◆ THE REQUEST ◆
Retype, without any changes, the part of the data that opens with the line containing "Task: annotate the green hillside" and runs through the end of the data, including both ends.

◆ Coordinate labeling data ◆
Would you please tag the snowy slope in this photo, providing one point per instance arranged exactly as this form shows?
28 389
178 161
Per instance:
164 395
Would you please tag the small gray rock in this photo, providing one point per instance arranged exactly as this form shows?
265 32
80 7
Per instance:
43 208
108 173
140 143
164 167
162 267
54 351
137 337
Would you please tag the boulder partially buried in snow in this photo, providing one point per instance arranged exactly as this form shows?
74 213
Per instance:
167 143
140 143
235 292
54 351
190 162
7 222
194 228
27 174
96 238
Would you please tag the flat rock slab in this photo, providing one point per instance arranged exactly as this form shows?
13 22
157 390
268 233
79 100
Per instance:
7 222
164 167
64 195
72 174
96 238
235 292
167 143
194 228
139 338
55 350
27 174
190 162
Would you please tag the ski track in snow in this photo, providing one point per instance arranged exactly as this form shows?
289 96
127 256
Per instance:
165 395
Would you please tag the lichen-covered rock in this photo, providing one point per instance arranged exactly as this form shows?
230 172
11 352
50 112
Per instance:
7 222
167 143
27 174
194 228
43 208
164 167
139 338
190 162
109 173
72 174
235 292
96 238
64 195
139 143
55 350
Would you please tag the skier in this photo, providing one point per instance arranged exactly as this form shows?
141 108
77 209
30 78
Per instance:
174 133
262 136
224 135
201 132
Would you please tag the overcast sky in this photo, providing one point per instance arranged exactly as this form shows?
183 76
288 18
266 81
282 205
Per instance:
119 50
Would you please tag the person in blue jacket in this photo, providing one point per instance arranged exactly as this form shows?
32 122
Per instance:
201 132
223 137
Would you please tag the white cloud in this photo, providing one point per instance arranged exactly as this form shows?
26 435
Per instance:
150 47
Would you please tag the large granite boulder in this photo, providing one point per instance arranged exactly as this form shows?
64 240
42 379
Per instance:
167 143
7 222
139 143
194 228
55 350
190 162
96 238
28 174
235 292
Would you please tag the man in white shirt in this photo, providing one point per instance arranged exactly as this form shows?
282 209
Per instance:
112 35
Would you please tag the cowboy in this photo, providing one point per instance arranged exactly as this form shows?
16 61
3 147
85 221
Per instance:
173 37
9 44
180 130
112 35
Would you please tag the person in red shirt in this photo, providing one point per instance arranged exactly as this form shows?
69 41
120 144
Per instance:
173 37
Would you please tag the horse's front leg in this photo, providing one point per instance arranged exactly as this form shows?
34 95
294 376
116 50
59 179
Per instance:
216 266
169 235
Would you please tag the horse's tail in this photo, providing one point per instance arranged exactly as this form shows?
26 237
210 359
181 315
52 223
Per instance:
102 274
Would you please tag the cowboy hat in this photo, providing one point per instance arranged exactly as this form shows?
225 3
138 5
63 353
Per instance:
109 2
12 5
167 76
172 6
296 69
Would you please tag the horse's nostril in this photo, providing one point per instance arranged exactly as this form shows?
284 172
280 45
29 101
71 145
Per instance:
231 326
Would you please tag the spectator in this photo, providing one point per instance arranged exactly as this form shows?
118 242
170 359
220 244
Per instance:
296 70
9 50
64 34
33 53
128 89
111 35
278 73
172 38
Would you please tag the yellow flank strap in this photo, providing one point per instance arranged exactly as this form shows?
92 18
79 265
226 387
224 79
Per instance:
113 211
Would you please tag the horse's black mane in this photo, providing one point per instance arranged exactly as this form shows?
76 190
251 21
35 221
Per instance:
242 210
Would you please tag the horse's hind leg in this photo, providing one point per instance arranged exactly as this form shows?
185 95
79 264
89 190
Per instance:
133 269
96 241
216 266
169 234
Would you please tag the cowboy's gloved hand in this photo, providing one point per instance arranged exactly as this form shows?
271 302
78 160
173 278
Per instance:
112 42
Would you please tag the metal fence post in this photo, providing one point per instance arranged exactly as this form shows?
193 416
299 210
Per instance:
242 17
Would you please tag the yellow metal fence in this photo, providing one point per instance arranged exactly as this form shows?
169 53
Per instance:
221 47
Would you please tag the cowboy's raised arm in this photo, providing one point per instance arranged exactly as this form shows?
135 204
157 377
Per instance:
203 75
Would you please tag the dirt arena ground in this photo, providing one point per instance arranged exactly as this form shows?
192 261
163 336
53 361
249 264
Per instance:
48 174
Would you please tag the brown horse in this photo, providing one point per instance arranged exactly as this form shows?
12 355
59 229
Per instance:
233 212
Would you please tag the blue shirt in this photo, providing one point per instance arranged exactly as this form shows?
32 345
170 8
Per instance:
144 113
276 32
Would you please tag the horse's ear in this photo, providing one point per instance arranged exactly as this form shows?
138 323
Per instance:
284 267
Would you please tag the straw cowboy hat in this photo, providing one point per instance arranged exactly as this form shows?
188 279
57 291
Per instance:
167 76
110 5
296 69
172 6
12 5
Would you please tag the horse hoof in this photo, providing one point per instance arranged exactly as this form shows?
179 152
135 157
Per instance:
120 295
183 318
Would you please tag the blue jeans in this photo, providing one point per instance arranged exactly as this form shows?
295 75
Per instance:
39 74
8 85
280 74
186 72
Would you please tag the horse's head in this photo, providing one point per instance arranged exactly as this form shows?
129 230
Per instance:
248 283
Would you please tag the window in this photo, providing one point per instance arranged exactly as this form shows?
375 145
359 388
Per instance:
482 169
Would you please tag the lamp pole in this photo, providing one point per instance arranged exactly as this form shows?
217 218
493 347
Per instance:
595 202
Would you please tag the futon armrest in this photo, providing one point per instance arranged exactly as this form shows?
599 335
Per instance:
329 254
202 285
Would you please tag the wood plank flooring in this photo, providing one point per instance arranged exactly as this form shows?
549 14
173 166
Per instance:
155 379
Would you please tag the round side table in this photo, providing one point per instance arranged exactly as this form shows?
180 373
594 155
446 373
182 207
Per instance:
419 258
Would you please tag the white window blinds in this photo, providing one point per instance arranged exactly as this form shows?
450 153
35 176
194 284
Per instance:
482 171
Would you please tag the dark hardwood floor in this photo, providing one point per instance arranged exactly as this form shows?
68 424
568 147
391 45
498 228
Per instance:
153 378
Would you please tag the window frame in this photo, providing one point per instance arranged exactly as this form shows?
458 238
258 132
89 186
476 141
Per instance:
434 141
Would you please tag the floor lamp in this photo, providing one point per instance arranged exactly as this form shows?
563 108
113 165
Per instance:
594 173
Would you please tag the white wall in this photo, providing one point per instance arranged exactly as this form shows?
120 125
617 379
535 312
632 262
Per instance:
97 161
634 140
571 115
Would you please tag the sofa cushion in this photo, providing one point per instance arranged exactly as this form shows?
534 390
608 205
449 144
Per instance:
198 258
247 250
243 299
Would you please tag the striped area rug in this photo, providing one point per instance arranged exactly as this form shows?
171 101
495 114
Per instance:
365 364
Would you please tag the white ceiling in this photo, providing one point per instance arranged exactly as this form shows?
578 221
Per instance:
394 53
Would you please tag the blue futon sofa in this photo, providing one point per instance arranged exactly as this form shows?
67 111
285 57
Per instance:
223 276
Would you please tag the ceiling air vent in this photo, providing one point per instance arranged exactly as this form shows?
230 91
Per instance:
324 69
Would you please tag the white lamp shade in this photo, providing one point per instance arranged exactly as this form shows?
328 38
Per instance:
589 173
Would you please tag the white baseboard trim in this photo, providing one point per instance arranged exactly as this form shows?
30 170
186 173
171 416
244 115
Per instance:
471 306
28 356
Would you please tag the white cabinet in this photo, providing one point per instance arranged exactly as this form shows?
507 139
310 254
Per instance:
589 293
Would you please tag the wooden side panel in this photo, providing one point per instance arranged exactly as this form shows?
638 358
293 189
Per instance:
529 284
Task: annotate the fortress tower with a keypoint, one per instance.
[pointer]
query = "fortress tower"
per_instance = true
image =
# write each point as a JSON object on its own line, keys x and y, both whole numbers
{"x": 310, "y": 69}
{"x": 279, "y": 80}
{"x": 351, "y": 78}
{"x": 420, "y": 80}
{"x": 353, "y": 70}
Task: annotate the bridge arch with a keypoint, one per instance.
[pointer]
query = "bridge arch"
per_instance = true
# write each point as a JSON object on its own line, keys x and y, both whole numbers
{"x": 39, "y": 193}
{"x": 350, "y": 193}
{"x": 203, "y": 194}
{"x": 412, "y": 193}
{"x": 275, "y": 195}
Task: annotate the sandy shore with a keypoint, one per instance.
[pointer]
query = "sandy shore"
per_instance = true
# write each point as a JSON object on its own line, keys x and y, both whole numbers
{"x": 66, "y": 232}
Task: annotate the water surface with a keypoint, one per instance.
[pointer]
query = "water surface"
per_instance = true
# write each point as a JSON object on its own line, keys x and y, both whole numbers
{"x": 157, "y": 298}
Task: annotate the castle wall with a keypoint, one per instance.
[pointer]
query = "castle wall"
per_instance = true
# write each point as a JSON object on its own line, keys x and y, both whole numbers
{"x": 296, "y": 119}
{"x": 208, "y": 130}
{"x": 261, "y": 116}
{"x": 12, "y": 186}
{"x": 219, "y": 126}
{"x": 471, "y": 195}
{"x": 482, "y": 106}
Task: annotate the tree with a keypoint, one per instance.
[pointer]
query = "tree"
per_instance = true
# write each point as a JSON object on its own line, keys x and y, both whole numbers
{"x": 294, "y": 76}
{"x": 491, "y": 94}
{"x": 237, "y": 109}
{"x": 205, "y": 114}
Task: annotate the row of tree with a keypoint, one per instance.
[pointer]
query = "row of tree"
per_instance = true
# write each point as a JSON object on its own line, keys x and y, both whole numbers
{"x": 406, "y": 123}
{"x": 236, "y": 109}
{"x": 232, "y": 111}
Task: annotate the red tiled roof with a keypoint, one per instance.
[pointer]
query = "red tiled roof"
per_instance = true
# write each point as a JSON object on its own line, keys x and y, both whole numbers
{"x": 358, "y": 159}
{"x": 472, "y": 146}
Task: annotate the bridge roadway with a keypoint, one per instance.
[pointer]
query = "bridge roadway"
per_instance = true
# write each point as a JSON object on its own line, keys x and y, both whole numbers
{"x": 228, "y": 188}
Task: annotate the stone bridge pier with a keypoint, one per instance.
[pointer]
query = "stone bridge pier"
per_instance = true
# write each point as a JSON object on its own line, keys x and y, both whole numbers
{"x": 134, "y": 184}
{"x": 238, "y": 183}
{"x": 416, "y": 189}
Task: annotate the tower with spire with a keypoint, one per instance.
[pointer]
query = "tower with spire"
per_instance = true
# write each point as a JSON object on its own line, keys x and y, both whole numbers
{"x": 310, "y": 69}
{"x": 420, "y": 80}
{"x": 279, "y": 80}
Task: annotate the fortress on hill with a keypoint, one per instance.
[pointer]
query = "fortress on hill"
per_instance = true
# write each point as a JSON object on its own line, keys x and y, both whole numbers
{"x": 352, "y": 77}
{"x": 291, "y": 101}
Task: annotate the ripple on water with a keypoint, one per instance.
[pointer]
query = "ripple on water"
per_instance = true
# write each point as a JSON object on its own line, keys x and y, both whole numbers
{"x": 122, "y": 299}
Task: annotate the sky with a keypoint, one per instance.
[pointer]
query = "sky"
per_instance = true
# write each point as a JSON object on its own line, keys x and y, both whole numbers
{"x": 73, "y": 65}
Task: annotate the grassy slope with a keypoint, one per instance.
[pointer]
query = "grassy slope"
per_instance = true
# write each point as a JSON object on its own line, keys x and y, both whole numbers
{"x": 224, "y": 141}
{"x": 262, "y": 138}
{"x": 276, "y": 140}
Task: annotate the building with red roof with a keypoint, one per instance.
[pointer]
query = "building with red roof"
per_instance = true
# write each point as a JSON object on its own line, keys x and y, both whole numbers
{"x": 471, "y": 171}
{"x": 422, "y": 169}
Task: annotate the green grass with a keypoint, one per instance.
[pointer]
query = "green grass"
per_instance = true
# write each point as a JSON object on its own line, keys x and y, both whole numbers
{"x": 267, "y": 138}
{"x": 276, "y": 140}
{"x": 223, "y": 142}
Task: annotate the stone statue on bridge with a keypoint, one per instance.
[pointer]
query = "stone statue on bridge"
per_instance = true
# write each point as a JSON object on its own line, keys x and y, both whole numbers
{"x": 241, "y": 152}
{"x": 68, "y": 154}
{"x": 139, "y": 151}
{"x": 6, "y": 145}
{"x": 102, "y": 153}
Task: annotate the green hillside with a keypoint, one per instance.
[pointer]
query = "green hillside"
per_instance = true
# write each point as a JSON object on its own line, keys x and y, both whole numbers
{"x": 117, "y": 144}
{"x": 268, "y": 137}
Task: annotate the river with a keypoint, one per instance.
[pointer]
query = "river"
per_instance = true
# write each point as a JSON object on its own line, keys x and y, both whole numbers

◆ RESULT OF THE EXERCISE ◆
Task: annotate the green hillside with a keypoint, one per instance.
[pointer]
query = "green hillside"
per_instance = true
# write each point as a JSON object on its own line, keys x and y, both whole numbers
{"x": 117, "y": 144}
{"x": 268, "y": 137}
Task: annotate the river with a keypoint, one per instance.
[pointer]
query = "river"
per_instance = true
# write each point as a JSON object on its own line, keys x and y, both whole numbers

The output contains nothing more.